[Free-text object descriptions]
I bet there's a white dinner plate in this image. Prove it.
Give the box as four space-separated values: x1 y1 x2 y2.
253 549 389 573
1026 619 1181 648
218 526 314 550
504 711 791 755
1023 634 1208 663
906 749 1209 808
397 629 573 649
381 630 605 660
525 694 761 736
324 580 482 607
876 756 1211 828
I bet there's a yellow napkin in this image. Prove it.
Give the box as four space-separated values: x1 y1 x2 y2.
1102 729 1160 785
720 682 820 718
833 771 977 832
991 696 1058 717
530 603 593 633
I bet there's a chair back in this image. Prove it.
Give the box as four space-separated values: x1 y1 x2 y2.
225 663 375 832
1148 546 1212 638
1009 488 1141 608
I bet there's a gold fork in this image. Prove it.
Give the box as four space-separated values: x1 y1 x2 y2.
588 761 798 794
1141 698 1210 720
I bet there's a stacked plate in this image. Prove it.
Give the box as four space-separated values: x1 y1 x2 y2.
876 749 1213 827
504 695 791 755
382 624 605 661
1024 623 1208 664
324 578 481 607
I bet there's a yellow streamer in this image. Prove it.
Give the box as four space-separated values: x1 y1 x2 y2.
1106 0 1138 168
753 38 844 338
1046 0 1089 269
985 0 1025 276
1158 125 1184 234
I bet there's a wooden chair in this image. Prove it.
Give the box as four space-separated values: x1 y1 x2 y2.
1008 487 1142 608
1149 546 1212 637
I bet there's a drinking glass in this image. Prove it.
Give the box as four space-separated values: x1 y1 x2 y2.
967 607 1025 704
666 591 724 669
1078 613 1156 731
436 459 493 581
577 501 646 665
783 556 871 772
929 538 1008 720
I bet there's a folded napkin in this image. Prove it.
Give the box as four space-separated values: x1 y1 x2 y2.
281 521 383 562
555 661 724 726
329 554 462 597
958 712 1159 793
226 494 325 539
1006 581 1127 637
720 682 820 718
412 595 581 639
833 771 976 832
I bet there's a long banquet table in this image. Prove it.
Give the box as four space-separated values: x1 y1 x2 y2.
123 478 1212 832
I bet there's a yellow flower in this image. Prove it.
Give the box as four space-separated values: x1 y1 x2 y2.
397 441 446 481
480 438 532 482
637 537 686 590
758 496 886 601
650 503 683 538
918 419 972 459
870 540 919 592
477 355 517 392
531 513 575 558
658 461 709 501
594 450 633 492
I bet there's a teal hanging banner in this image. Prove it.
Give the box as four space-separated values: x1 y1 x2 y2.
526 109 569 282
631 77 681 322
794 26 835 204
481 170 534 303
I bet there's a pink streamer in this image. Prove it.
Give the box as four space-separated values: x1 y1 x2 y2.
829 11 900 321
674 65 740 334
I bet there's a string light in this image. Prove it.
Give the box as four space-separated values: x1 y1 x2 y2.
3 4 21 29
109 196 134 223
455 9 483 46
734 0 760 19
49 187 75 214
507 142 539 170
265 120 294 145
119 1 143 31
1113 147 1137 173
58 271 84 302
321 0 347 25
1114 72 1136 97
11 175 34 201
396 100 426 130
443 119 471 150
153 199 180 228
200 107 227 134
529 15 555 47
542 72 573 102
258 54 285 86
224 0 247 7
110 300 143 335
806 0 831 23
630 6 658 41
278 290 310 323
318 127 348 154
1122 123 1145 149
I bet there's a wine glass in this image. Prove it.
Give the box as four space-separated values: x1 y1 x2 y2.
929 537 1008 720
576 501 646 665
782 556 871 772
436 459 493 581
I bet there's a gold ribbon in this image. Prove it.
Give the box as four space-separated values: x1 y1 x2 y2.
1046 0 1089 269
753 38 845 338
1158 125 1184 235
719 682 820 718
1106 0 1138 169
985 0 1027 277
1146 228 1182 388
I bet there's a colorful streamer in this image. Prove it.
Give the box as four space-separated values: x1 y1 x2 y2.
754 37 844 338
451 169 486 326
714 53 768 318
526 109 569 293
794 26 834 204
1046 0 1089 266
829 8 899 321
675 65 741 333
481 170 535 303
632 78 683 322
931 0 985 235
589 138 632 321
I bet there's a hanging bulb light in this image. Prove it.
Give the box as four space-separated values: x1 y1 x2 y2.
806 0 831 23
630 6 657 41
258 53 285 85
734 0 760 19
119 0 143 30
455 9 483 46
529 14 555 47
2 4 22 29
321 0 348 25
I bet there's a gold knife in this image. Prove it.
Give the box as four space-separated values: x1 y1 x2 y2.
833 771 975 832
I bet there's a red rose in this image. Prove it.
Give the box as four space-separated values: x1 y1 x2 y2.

■ Goal of the exercise ■
With no line skipped, repeat the records exactly.

■ Reply to the exercise ■
I bet there's a white dinner plate in this image. Prove it.
Give the box as four space-separated values: x1 y1 x2 y2.
253 549 389 573
1026 619 1181 648
218 526 314 550
504 711 791 755
1023 634 1208 663
906 749 1209 808
397 629 573 649
381 630 605 660
525 694 761 736
324 580 482 607
876 756 1211 828
I bet there's a yellow napkin in this image. Prove it.
Give the box as four space-separated values: x1 y1 x2 y2.
1102 729 1160 785
720 682 820 718
833 771 977 832
991 696 1058 717
530 603 593 633
I bet there's a chair back in this image. Prove it.
Give the box as four space-separated values: x1 y1 x2 y2.
225 663 375 832
1148 546 1212 638
1009 488 1141 608
I bet there's a gold fork in this image. Prove it.
Give the box as four space-separated values: x1 y1 x2 y2.
588 761 798 794
1141 698 1210 720
I bet there's a stacked plate in this image. Prove it.
Give the box as four space-separated values: x1 y1 x2 y2.
876 749 1213 827
504 695 791 755
382 624 605 661
1024 623 1208 664
324 578 481 607
I bet there's a yellow streamer in this image. Prove it.
Give the box as four space-separated values: x1 y1 x2 y2.
1106 0 1138 168
753 38 844 338
1046 0 1089 269
985 0 1025 276
1158 125 1184 234
I bet there's a wooden chair in this image. Prove it.
Give the box as four space-separated values: x1 y1 x2 y2.
1008 487 1142 608
1149 546 1212 637
I bet there's a drinking glass in this image. Prove it.
Give the box as four space-separated values: x1 y1 x2 y2.
967 607 1025 704
666 591 724 669
1078 613 1156 731
436 459 493 581
577 501 646 665
783 556 871 772
929 538 1008 720
I bet there's a folded napkin in this image. Prove it.
Give the box as four space-separated values: x1 y1 x2 y2.
281 521 383 562
555 661 724 726
329 554 462 597
958 712 1159 793
226 494 325 539
1006 581 1127 637
720 682 820 718
412 595 581 639
833 771 976 832
I bet there's a long banquet table in this image. Prove it.
Give the box as four space-separated values: x1 y1 x2 y2.
123 478 1212 832
I bet there's a yellow flower in this image. Prove it.
Give the box as four space-separated values: x1 y1 x2 y2.
397 441 446 481
480 438 532 482
637 537 686 590
758 496 886 601
650 503 683 538
918 419 972 459
870 540 919 592
477 355 517 392
531 513 575 558
658 461 709 501
594 450 633 492
I bet there's a teal hanging banner in this image. Prove it.
Give the box as four space-separated values: x1 y1 x2 y2.
526 109 569 282
631 77 681 322
794 26 835 204
481 170 534 303
I bet there's a pink streamer in this image. Prove it.
Give the box as four space-separated values: x1 y1 x2 y2.
829 11 900 321
674 65 740 334
I bet there's a string light in this image. Prove it.
Give the box as four space-separated values: x1 y1 x2 y2.
3 4 21 29
109 196 134 223
455 9 483 46
734 0 760 19
49 187 75 214
507 142 539 170
265 120 294 145
119 1 143 31
1113 147 1137 173
58 271 84 302
321 0 347 25
1114 72 1136 97
11 175 34 201
396 100 426 130
443 119 471 150
153 199 180 228
200 107 227 134
529 15 555 47
542 72 573 102
258 54 285 86
224 0 247 7
110 300 143 335
806 0 831 23
630 6 658 41
278 290 310 323
318 127 348 154
1122 123 1145 149
I bet there's a wine glass in this image. Prove it.
Give the box as four space-separated values: x1 y1 x2 y2.
929 537 1008 720
576 501 646 665
782 556 871 772
436 459 493 581
I bet there's a gold ribbon in this image. Prove it.
Give the box as four space-separated values: x1 y1 x2 y2.
1046 0 1089 269
753 38 845 338
1158 125 1184 235
719 682 820 718
1106 0 1138 169
985 0 1027 277
1146 228 1182 388
I bet there's a colorful streamer in this image. Prove it.
Give the box as four space-separated values: x1 y1 x2 y2.
754 37 844 338
451 169 486 326
714 53 768 318
526 109 569 293
794 26 834 204
1046 0 1089 266
829 8 899 321
675 65 741 333
481 170 535 303
632 78 683 322
931 0 985 235
589 138 632 321
I bet there's a hanging bulb light in this image. Prove it.
Give the box as four space-separated values: x1 y1 x2 y2.
806 0 831 23
630 6 657 41
258 53 285 85
734 0 760 19
119 0 143 30
455 9 483 46
529 14 555 47
2 4 22 29
321 0 348 25
I bet there's a gold knife in this image. Prove it.
Give the box as four space-separated values: x1 y1 x2 y2.
833 771 975 832
I bet there's a red rose in this image. Prove it.
Give the box as four space-separated values: x1 y1 x2 y2.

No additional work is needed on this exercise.